TASK ▸ Lay out every line of the items below as a numbered list, skipping any blank lines. Leave the pictures out of your answer.

DATASET ROWS ▸
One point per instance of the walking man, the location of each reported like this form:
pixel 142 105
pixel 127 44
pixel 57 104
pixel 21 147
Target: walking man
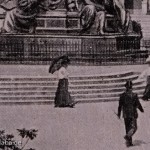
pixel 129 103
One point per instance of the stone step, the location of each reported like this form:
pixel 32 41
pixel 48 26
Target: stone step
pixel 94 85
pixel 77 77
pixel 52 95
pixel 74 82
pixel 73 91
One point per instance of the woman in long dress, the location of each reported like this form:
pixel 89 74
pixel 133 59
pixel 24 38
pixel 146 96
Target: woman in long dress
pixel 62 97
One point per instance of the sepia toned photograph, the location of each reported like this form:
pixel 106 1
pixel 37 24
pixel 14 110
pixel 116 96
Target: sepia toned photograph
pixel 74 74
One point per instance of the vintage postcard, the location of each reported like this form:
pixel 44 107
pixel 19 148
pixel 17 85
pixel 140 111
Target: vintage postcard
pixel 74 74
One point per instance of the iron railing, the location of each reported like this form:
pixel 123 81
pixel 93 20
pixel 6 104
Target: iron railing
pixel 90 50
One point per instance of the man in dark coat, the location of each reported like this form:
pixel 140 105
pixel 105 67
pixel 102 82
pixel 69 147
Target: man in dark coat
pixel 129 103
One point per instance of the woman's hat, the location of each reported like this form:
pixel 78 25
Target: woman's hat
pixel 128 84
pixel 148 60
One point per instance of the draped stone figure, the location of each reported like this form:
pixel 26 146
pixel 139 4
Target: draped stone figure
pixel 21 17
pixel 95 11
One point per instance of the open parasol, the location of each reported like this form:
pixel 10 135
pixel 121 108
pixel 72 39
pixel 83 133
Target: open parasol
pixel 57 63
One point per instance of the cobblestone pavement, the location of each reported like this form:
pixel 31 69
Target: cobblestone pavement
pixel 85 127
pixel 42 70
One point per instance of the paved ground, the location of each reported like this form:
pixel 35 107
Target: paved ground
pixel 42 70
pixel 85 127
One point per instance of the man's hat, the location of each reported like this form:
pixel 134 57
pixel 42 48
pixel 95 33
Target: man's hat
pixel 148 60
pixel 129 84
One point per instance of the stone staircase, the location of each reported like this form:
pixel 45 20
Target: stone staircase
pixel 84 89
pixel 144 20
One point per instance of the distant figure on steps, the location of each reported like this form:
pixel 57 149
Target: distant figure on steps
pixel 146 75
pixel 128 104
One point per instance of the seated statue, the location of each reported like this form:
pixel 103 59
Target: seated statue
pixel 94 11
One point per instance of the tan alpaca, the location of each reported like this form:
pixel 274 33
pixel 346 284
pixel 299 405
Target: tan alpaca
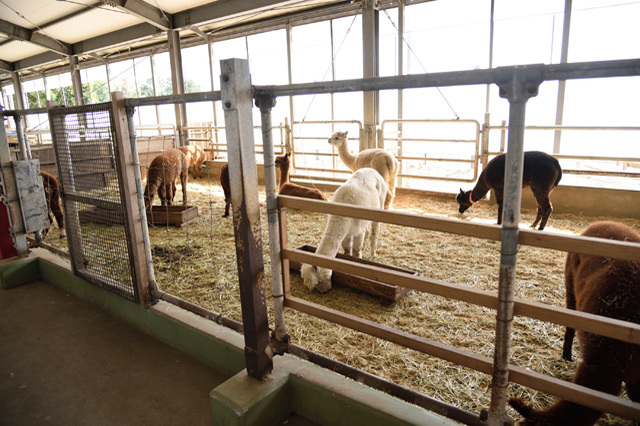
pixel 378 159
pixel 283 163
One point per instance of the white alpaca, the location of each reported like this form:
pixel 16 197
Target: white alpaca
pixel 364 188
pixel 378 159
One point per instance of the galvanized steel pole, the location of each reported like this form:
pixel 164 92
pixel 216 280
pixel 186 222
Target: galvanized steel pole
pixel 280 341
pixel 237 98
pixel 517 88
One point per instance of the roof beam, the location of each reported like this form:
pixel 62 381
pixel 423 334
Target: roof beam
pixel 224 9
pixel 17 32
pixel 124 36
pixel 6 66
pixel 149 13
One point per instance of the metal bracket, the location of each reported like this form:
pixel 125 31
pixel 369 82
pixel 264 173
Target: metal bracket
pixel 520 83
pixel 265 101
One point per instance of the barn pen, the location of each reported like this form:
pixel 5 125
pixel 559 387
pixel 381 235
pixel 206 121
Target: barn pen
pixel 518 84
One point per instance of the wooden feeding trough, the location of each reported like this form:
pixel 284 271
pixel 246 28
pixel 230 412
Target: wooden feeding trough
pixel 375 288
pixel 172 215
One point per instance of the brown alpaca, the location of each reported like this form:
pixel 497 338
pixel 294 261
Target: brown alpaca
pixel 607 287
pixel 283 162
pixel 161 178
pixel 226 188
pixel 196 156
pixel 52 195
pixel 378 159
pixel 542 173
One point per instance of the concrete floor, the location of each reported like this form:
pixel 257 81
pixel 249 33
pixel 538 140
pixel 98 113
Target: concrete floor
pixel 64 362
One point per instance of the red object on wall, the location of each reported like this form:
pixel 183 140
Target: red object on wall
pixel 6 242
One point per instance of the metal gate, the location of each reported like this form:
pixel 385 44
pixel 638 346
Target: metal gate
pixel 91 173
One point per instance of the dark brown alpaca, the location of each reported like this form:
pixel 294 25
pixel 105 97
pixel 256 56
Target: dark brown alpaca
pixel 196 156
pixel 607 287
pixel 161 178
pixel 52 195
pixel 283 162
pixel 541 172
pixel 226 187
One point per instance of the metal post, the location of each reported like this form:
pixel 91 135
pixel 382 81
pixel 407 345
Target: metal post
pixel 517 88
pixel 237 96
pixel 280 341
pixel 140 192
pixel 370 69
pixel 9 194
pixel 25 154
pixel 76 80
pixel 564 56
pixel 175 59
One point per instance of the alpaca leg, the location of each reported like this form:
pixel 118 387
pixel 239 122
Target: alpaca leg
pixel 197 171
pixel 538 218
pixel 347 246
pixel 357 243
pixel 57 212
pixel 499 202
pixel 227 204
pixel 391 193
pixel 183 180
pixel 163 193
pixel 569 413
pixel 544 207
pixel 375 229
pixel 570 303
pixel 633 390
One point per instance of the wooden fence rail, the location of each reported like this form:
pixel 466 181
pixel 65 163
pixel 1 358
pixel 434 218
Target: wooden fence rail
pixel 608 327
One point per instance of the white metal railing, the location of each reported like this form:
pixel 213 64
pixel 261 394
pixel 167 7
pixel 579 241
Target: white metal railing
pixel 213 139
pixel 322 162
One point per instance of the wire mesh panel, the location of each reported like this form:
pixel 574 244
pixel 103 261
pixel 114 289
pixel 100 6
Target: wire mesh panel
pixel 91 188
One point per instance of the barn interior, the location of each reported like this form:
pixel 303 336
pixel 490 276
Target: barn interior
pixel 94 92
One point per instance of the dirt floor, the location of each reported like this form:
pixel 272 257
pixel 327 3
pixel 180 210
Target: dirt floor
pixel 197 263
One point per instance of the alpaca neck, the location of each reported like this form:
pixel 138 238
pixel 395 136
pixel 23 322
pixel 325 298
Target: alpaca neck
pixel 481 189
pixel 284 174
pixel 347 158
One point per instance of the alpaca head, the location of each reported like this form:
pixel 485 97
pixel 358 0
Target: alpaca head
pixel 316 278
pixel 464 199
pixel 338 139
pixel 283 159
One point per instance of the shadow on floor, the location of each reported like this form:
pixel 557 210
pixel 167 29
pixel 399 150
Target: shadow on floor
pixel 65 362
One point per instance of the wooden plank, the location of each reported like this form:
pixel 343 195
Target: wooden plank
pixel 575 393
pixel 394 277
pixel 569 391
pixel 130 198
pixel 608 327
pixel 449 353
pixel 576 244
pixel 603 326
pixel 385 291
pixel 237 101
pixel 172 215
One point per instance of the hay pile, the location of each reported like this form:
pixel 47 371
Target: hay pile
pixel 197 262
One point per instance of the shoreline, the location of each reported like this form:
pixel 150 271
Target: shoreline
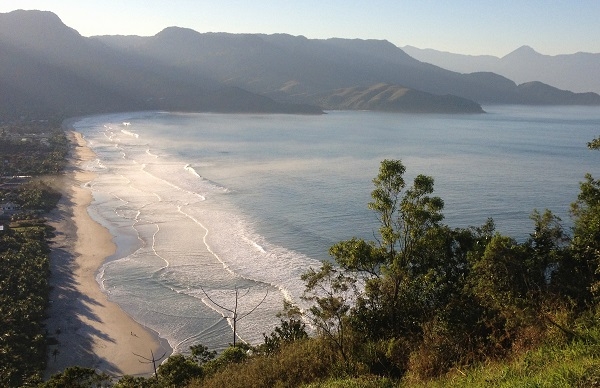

FINISHED EXERCISE ▸
1. One point per instance of the walking man, the location of each reported like this form:
2. pixel 142 105
3. pixel 127 44
4. pixel 57 104
5. pixel 21 147
6. Target: walking man
7. pixel 129 103
8. One point per instance of the stone step, the location of each reported like this form:
9. pixel 32 41
10. pixel 48 26
11. Target: stone step
12. pixel 94 85
13. pixel 77 77
14. pixel 52 95
15. pixel 74 82
16. pixel 73 91
17. One point per instance of the woman in long dress, the location of each reported like this form:
18. pixel 89 74
19. pixel 133 59
20. pixel 24 38
21. pixel 146 96
22. Target: woman in long dress
23. pixel 62 97
24. One point per instance of the sepia toned photograph, the location of each reported like this form:
25. pixel 106 1
26. pixel 37 24
27. pixel 14 110
28. pixel 116 96
29. Target: sepia toned photograph
30. pixel 74 74
31. One point per instance of the vintage postcard, the location of each reported like this form:
32. pixel 44 107
33. pixel 19 148
34. pixel 17 85
35. pixel 140 111
36. Target: vintage postcard
37. pixel 74 74
38. One point per instance of the iron railing, the location of each reported like this form:
39. pixel 123 81
40. pixel 93 20
41. pixel 6 104
42. Target: iron railing
43. pixel 90 50
44. One point per instance of the man in dark coat, the location of each reported like this form:
45. pixel 140 105
46. pixel 105 67
47. pixel 102 82
48. pixel 69 147
49. Target: man in dark coat
50. pixel 129 103
51. One point per instance of the woman's hat, the location of each reported like this form:
52. pixel 78 25
53. Target: woman's hat
54. pixel 128 84
55. pixel 148 60
56. One point per instance of the draped stone figure, the location of each reported like this form:
57. pixel 26 146
58. pixel 139 4
59. Target: draped stone figure
60. pixel 21 17
61. pixel 95 11
62. One point per instance of the open parasol, the location of each reported like this form:
63. pixel 10 135
64. pixel 121 108
65. pixel 72 39
66. pixel 83 133
67. Target: open parasol
68. pixel 57 63
69. One point per instance of the cobblestone pavement, the location of each reported like this form:
70. pixel 31 69
71. Target: cobblestone pavement
72. pixel 85 127
73. pixel 42 70
74. One point per instance of the paved ground, the location of each reported like this form:
75. pixel 35 107
76. Target: paved ground
77. pixel 42 70
78. pixel 85 127
79. One point per instance of the man's hat, the location of each reported like this form:
80. pixel 134 57
81. pixel 42 48
82. pixel 95 33
83. Target: man's hat
84. pixel 148 60
85. pixel 129 84
86. One point per instance of the stone staircase, the location of each reported like this form:
87. pixel 45 20
88. Target: stone staircase
89. pixel 84 89
90. pixel 144 20
91. One point per instance of the distant figure on steps, the location of each reported like this form:
92. pixel 57 149
93. Target: distant figure on steps
94. pixel 146 75
95. pixel 128 104
96. One point per instance of the seated statue, the location of each reported like this form:
97. pixel 103 59
98. Target: seated statue
99. pixel 94 11
100. One point per instance of the tan alpaca, the location of each reported like this form:
101. pixel 274 33
102. pixel 346 284
103. pixel 299 405
104. Target: tan alpaca
105. pixel 378 159
106. pixel 283 163
107. One point per instance of the white alpaca, the location of each reported like this form:
108. pixel 16 197
109. Target: white alpaca
110. pixel 364 188
111. pixel 378 159
112. One point per instance of the galvanized steel pole, the location of each reported like this form:
113. pixel 164 92
114. pixel 216 280
115. pixel 186 222
116. Target: galvanized steel pole
117. pixel 280 341
118. pixel 237 98
119. pixel 517 88
120. One point per instance of the roof beam, the location of each reported like this form:
121. pixel 62 381
122. pixel 423 334
123. Target: roof beam
124. pixel 224 9
125. pixel 17 32
126. pixel 124 36
127. pixel 6 66
128. pixel 149 13
129. One point per instance of the metal bracket, the location of each reported like this form:
130. pixel 125 31
131. pixel 369 82
132. pixel 264 173
133. Target: metal bracket
134. pixel 520 83
135. pixel 265 101
136. One point per instance of the barn pen, the location of each reported like this form:
137. pixel 5 125
138. pixel 559 387
139. pixel 381 235
140. pixel 206 121
141. Target: barn pen
142. pixel 518 84
143. One point per instance of the wooden feeding trough, the location of each reported like this form:
144. pixel 284 271
145. pixel 246 28
146. pixel 230 412
147. Target: wooden feeding trough
148. pixel 375 288
149. pixel 172 215
150. One point per instance of the brown alpaca, the location of each reported like this form:
151. pixel 497 338
152. pixel 294 261
153. Target: brown alpaca
154. pixel 607 287
155. pixel 283 162
156. pixel 161 178
157. pixel 226 188
158. pixel 196 156
159. pixel 52 195
160. pixel 378 159
161. pixel 542 173
162. One point per instance of the concrete floor, the location of each reported like this form:
163. pixel 257 81
164. pixel 249 33
165. pixel 538 140
166. pixel 98 113
167. Target: concrete floor
168. pixel 64 362
169. One point per instance of the red object on wall, the location of each reported like this form:
170. pixel 183 140
171. Target: red object on wall
172. pixel 6 242
173. One point per instance of the metal gate, the location of each reported like this form:
174. pixel 385 44
175. pixel 638 346
176. Target: metal gate
177. pixel 91 173
178. One point per instance of the dark brown alpaca, the location of each reported like this form:
179. pixel 294 25
180. pixel 105 97
181. pixel 256 56
182. Target: dark brown alpaca
183. pixel 196 156
184. pixel 607 287
185. pixel 161 178
186. pixel 52 195
187. pixel 283 162
188. pixel 541 172
189. pixel 226 187
190. One point per instance of the metal post, the location of each reported like this form:
191. pixel 91 135
192. pixel 382 81
193. pixel 407 345
194. Target: metal post
195. pixel 517 88
196. pixel 237 96
197. pixel 280 341
198. pixel 140 192
199. pixel 370 69
200. pixel 9 194
201. pixel 25 154
202. pixel 76 80
203. pixel 564 56
204. pixel 175 59
205. One point per instance of the alpaca leg, the location of each reported like this form:
206. pixel 118 387
207. pixel 239 122
208. Target: alpaca leg
209. pixel 197 171
210. pixel 538 218
211. pixel 347 246
212. pixel 357 243
213. pixel 57 212
214. pixel 499 202
215. pixel 227 204
216. pixel 391 193
217. pixel 183 180
218. pixel 163 193
219. pixel 569 413
220. pixel 544 207
221. pixel 375 229
222. pixel 570 303
223. pixel 633 390
224. One point per instance of the wooden fence rail, the location of each reported like this form:
225. pixel 466 181
226. pixel 65 163
227. pixel 1 358
228. pixel 434 218
229. Target: wooden fence rail
230. pixel 608 327
231. One point per instance of the white metal railing, the location of each reported like this form:
232. pixel 213 64
233. pixel 261 394
234. pixel 167 7
235. pixel 579 241
236. Target: white metal railing
237. pixel 213 139
238. pixel 322 162
239. One point per instance of the wire mesh panel, the location of each reported like this form:
240. pixel 574 244
241. pixel 103 261
242. pixel 114 289
243. pixel 100 6
244. Target: wire mesh panel
245. pixel 91 188
246. One point per instance of the barn interior, the location of each reported like this form:
247. pixel 303 336
248. pixel 490 276
249. Target: barn interior
250. pixel 94 92
251. One point per instance of the dirt floor, the location of each reported like this form:
252. pixel 272 257
253. pixel 327 3
254. pixel 180 210
255. Target: dirt floor
256. pixel 197 263
257. One point per instance of the alpaca neck, the location of each reported like this form:
258. pixel 138 238
259. pixel 395 136
260. pixel 23 322
261. pixel 325 298
262. Target: alpaca neck
263. pixel 481 189
264. pixel 284 174
265. pixel 347 158
266. One point per instance of the alpaca head, the location of each reported like this form:
267. pixel 485 97
268. pixel 358 0
269. Target: alpaca head
270. pixel 316 278
271. pixel 464 199
272. pixel 338 139
273. pixel 283 159
274. One point per instance of the shadow on floor, the location of each reported like this form:
275. pixel 557 210
276. pixel 167 29
277. pixel 399 150
278. Target: shadow on floor
279. pixel 65 362
280. One point per instance of the wooden plank, the location of each reported like this form:
281. pixel 343 195
282. Target: wooden plank
283. pixel 575 393
284. pixel 394 277
285. pixel 569 391
286. pixel 130 198
287. pixel 608 327
288. pixel 449 353
289. pixel 576 244
290. pixel 603 326
291. pixel 385 291
292. pixel 237 101
293. pixel 172 215
294. One point per instance of the hay pile, the location of each reported like this form:
295. pixel 47 371
296. Target: hay pile
297. pixel 197 262
298. One point per instance of the shoreline, the location of each reported like this form:
299. pixel 150 271
300. Target: shoreline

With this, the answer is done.